DATA SUPPLIED start

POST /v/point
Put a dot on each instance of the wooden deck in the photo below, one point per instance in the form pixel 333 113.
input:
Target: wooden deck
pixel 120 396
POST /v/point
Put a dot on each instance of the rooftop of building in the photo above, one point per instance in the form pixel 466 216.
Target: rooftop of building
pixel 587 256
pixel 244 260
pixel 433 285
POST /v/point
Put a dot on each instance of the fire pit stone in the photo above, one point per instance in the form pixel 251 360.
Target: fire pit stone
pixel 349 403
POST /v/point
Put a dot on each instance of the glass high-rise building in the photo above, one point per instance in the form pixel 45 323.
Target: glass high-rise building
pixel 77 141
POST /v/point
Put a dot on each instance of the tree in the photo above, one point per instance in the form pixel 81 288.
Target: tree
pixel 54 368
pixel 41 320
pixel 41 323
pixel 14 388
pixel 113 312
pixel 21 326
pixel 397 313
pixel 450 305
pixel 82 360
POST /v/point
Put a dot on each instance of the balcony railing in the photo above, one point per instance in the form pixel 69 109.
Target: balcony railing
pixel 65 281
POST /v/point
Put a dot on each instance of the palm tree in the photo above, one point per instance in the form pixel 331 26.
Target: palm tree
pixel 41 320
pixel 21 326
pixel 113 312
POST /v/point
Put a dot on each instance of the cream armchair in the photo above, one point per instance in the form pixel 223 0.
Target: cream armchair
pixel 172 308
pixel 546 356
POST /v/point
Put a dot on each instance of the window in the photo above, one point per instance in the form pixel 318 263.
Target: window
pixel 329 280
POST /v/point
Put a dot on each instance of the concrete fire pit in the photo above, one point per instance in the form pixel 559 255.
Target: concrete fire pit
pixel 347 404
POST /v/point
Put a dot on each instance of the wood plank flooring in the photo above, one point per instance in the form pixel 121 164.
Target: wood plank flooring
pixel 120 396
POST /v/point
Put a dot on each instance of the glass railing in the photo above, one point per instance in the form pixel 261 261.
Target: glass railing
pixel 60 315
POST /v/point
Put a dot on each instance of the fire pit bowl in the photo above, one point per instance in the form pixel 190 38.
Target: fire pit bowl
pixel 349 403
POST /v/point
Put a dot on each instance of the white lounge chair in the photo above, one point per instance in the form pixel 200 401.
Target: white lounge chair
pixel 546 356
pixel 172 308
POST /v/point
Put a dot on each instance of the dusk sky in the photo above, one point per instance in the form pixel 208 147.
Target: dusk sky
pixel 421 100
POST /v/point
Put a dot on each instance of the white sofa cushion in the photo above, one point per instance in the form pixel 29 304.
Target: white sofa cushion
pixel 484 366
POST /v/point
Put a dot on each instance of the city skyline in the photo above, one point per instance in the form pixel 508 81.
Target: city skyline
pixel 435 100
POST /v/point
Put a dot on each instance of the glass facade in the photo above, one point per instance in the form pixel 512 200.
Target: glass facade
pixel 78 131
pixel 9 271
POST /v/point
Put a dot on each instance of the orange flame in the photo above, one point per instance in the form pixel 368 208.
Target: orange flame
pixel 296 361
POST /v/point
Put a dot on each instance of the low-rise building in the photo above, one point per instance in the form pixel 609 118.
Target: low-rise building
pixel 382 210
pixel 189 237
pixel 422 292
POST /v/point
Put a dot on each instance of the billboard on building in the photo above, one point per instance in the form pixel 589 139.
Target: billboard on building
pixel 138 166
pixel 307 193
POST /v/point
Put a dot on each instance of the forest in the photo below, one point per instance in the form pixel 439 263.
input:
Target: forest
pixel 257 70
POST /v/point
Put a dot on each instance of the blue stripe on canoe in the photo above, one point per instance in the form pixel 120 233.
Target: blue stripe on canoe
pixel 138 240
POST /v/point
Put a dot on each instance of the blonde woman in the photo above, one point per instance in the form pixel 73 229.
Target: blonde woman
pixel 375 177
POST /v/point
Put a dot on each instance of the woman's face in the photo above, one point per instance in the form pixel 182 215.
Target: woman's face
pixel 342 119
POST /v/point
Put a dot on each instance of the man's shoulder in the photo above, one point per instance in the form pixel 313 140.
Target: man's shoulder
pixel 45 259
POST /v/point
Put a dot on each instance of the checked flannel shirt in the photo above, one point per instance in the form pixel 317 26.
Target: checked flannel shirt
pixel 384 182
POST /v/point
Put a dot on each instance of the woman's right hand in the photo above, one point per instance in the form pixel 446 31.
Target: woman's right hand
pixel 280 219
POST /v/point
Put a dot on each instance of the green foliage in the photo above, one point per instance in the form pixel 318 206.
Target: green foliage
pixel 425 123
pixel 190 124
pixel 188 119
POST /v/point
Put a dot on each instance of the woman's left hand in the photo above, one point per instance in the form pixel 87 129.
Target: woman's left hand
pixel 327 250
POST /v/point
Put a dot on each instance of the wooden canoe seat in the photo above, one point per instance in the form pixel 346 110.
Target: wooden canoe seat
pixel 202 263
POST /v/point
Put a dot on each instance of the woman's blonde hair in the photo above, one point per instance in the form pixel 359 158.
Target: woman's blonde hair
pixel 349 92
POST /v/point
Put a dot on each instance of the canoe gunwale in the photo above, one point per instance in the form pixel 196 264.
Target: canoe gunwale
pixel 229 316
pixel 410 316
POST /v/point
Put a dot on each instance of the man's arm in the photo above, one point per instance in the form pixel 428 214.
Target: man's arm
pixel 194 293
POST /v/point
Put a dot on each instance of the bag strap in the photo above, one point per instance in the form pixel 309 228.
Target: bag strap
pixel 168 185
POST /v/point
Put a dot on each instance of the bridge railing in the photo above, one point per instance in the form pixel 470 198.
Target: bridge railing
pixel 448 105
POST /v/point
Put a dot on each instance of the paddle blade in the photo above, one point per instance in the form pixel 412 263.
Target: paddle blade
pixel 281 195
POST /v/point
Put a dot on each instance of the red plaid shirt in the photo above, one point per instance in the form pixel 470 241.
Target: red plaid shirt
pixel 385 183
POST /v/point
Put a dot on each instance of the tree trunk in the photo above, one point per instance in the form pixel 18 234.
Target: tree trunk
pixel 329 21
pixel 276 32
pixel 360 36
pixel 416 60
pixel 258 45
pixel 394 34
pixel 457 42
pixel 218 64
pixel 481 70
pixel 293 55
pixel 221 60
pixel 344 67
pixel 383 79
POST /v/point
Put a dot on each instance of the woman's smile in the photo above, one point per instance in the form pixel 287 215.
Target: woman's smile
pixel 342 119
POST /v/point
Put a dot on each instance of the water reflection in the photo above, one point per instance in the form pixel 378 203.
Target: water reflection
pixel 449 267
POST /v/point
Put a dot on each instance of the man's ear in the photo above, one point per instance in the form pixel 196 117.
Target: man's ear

DATA SUPPLIED end

__EXERCISE GOAL__.
Put the items above into a Markdown table with the columns n and Line, where n numbers each row and Line holds one line, leaving out blank lines.

__OUTPUT BELOW__.
| n | Line |
|---|---|
| 1 | POST /v/point |
| 2 | Put a dot on each instance of the wooden deck in the photo below, one point per instance in the form pixel 333 113. |
| 3 | input: |
| 4 | Target: wooden deck |
| 5 | pixel 120 396 |
| 6 | POST /v/point |
| 7 | Put a dot on each instance of the rooftop of building in the photo above, one point per instance in the form pixel 466 216. |
| 8 | Target: rooftop of building |
| 9 | pixel 587 256 |
| 10 | pixel 244 260 |
| 11 | pixel 433 285 |
| 12 | POST /v/point |
| 13 | Put a dot on each instance of the fire pit stone in the photo above, one point per instance in the form pixel 251 360. |
| 14 | Target: fire pit stone |
| 15 | pixel 349 403 |
| 16 | POST /v/point |
| 17 | Put a dot on each instance of the glass high-rise building in the photo above, one point per instance in the form pixel 45 323. |
| 18 | Target: glass high-rise building |
| 19 | pixel 77 141 |
| 20 | POST /v/point |
| 21 | Put a dot on each instance of the tree in the photo above, one point per instance in the form pixel 81 288. |
| 22 | Target: tree |
| 23 | pixel 54 368 |
| 24 | pixel 41 320 |
| 25 | pixel 41 323 |
| 26 | pixel 14 388 |
| 27 | pixel 113 312 |
| 28 | pixel 21 326 |
| 29 | pixel 397 313 |
| 30 | pixel 450 305 |
| 31 | pixel 82 360 |
| 32 | POST /v/point |
| 33 | Put a dot on each instance of the balcony railing in the photo above, one point per instance in the form pixel 69 109. |
| 34 | Target: balcony railing |
| 35 | pixel 65 281 |
| 36 | POST /v/point |
| 37 | Put a dot on each instance of the palm tree in the photo above, one point per instance in the form pixel 331 26. |
| 38 | Target: palm tree |
| 39 | pixel 41 320 |
| 40 | pixel 21 326 |
| 41 | pixel 113 312 |
| 42 | POST /v/point |
| 43 | Put a dot on each instance of the cream armchair in the photo above, one point per instance in the form pixel 223 0. |
| 44 | Target: cream armchair |
| 45 | pixel 172 308 |
| 46 | pixel 546 356 |
| 47 | POST /v/point |
| 48 | Put a dot on each instance of the window in the photo above, one point per instance in the form pixel 318 263. |
| 49 | Target: window |
| 50 | pixel 329 280 |
| 51 | POST /v/point |
| 52 | Put a dot on each instance of the concrete fire pit in the photo above, one point per instance in the form pixel 559 255. |
| 53 | Target: concrete fire pit |
| 54 | pixel 347 404 |
| 55 | POST /v/point |
| 56 | Put a dot on each instance of the wood plank flooring in the photo above, one point per instance in the form pixel 121 164. |
| 57 | Target: wood plank flooring |
| 58 | pixel 120 396 |
| 59 | POST /v/point |
| 60 | Put a dot on each instance of the glass railing in the photo above, one point per instance in the form pixel 261 261. |
| 61 | Target: glass railing |
| 62 | pixel 60 315 |
| 63 | POST /v/point |
| 64 | Put a dot on each instance of the fire pit bowl in the photo above, one point per instance in the form pixel 190 38. |
| 65 | Target: fire pit bowl |
| 66 | pixel 349 403 |
| 67 | POST /v/point |
| 68 | Put a dot on each instance of the white lounge chair in the photo above, one point per instance in the form pixel 200 401. |
| 69 | Target: white lounge chair |
| 70 | pixel 546 356 |
| 71 | pixel 172 308 |
| 72 | POST /v/point |
| 73 | Put a dot on each instance of the dusk sky in the photo above, one point per instance in the form pixel 208 147. |
| 74 | Target: dusk sky |
| 75 | pixel 421 100 |
| 76 | POST /v/point |
| 77 | Put a dot on each instance of the white sofa cushion in the photo above, one point per instance in the form pixel 29 304. |
| 78 | Target: white sofa cushion |
| 79 | pixel 484 366 |
| 80 | POST /v/point |
| 81 | Put a dot on each instance of the city skyline in the photo above, one point per instance in the form pixel 508 81. |
| 82 | Target: city skyline |
| 83 | pixel 435 100 |
| 84 | POST /v/point |
| 85 | Put a dot on each instance of the glass facade in the photo above, one point per instance in the form pixel 512 200. |
| 86 | Target: glass facade |
| 87 | pixel 78 131 |
| 88 | pixel 9 271 |
| 89 | POST /v/point |
| 90 | Put a dot on each instance of the orange flame in the photo above, one point per instance in the form pixel 368 208. |
| 91 | Target: orange flame |
| 92 | pixel 296 361 |
| 93 | POST /v/point |
| 94 | Put a dot on each instance of the low-rise building in the photo above, one point per instance in the form pixel 609 118. |
| 95 | Target: low-rise building |
| 96 | pixel 382 210 |
| 97 | pixel 189 237 |
| 98 | pixel 422 292 |
| 99 | POST /v/point |
| 100 | Put a dot on each instance of the billboard on building in the photo above, one point per instance in the form pixel 589 139. |
| 101 | Target: billboard on building |
| 102 | pixel 138 166 |
| 103 | pixel 307 193 |
| 104 | POST /v/point |
| 105 | Put a dot on each instance of the forest in the photo below, one point per instance in the form pixel 439 263. |
| 106 | input: |
| 107 | Target: forest |
| 108 | pixel 257 70 |
| 109 | POST /v/point |
| 110 | Put a dot on each instance of the blue stripe on canoe in the photo above, one point per instance in the form pixel 120 233. |
| 111 | Target: blue stripe on canoe |
| 112 | pixel 138 240 |
| 113 | POST /v/point |
| 114 | Put a dot on each instance of the blonde woman in the photo above, one point per instance in the form pixel 73 229. |
| 115 | Target: blonde woman |
| 116 | pixel 375 177 |
| 117 | POST /v/point |
| 118 | Put a dot on each instance of the woman's face in the photo above, one point per instance in the form pixel 182 215. |
| 119 | Target: woman's face |
| 120 | pixel 342 119 |
| 121 | POST /v/point |
| 122 | Put a dot on each instance of the man's shoulder in the photo above, one point per instance in the form pixel 313 140. |
| 123 | Target: man's shoulder |
| 124 | pixel 45 259 |
| 125 | POST /v/point |
| 126 | Put a dot on each instance of the checked flannel shirt in the photo above, one point per instance in the form pixel 317 26. |
| 127 | Target: checked flannel shirt |
| 128 | pixel 384 182 |
| 129 | POST /v/point |
| 130 | Put a dot on each instance of the woman's right hand in the photo above, one point per instance in the form pixel 446 31. |
| 131 | Target: woman's right hand |
| 132 | pixel 280 219 |
| 133 | POST /v/point |
| 134 | Put a dot on each instance of the green foliage in the photo above, one point per instance in the form pixel 318 206. |
| 135 | Target: green foliage |
| 136 | pixel 425 123 |
| 137 | pixel 190 124 |
| 138 | pixel 188 119 |
| 139 | POST /v/point |
| 140 | Put a dot on each instance of the woman's left hand in the photo above, one point per instance in the form pixel 87 129. |
| 141 | Target: woman's left hand |
| 142 | pixel 327 250 |
| 143 | POST /v/point |
| 144 | Put a dot on each instance of the wooden canoe seat in the photo above, one point per instance in the form pixel 346 110. |
| 145 | Target: wooden canoe seat |
| 146 | pixel 202 263 |
| 147 | POST /v/point |
| 148 | Put a dot on each instance of the woman's blonde hair in the photo above, one point per instance in the form pixel 359 158. |
| 149 | Target: woman's blonde hair |
| 150 | pixel 349 92 |
| 151 | POST /v/point |
| 152 | Put a dot on each instance of the canoe gunwale in the photo above, one point per instance in the form pixel 196 264. |
| 153 | Target: canoe gunwale |
| 154 | pixel 229 316 |
| 155 | pixel 410 316 |
| 156 | POST /v/point |
| 157 | Put a dot on each instance of the man's arm in the photo above, one point per instance in the form pixel 428 214. |
| 158 | Target: man's arm |
| 159 | pixel 194 293 |
| 160 | POST /v/point |
| 161 | Put a dot on each instance of the bag strap in the photo above, one point per instance in the form pixel 309 228. |
| 162 | Target: bag strap |
| 163 | pixel 168 185 |
| 164 | POST /v/point |
| 165 | Put a dot on each instance of the bridge railing in the photo above, one point per instance in the form pixel 470 198. |
| 166 | Target: bridge railing |
| 167 | pixel 448 105 |
| 168 | POST /v/point |
| 169 | Put a dot on each instance of the paddle blade in the photo above, one point per instance in the form pixel 412 263. |
| 170 | Target: paddle blade |
| 171 | pixel 281 195 |
| 172 | POST /v/point |
| 173 | Put a dot on each instance of the red plaid shirt in the photo above, one point per instance in the form pixel 470 241. |
| 174 | Target: red plaid shirt |
| 175 | pixel 385 183 |
| 176 | POST /v/point |
| 177 | Put a dot on each instance of the tree trunk in the photo above, one point per instance in the form pixel 18 234. |
| 178 | Target: tree trunk |
| 179 | pixel 329 21 |
| 180 | pixel 276 32 |
| 181 | pixel 360 36 |
| 182 | pixel 416 60 |
| 183 | pixel 258 45 |
| 184 | pixel 394 34 |
| 185 | pixel 457 42 |
| 186 | pixel 218 64 |
| 187 | pixel 481 70 |
| 188 | pixel 293 55 |
| 189 | pixel 221 60 |
| 190 | pixel 344 67 |
| 191 | pixel 383 79 |
| 192 | POST /v/point |
| 193 | Put a dot on each instance of the woman's smile in the photo above, one point per instance in the form pixel 287 215. |
| 194 | Target: woman's smile |
| 195 | pixel 342 119 |
| 196 | POST /v/point |
| 197 | Put a dot on each instance of the water reflection in the photo above, one point per instance in the form pixel 378 203. |
| 198 | Target: water reflection |
| 199 | pixel 449 267 |
| 200 | POST /v/point |
| 201 | Put a dot on each instance of the man's ear in the photo above, one point per instance in the form pixel 196 117. |
| 202 | Target: man's ear |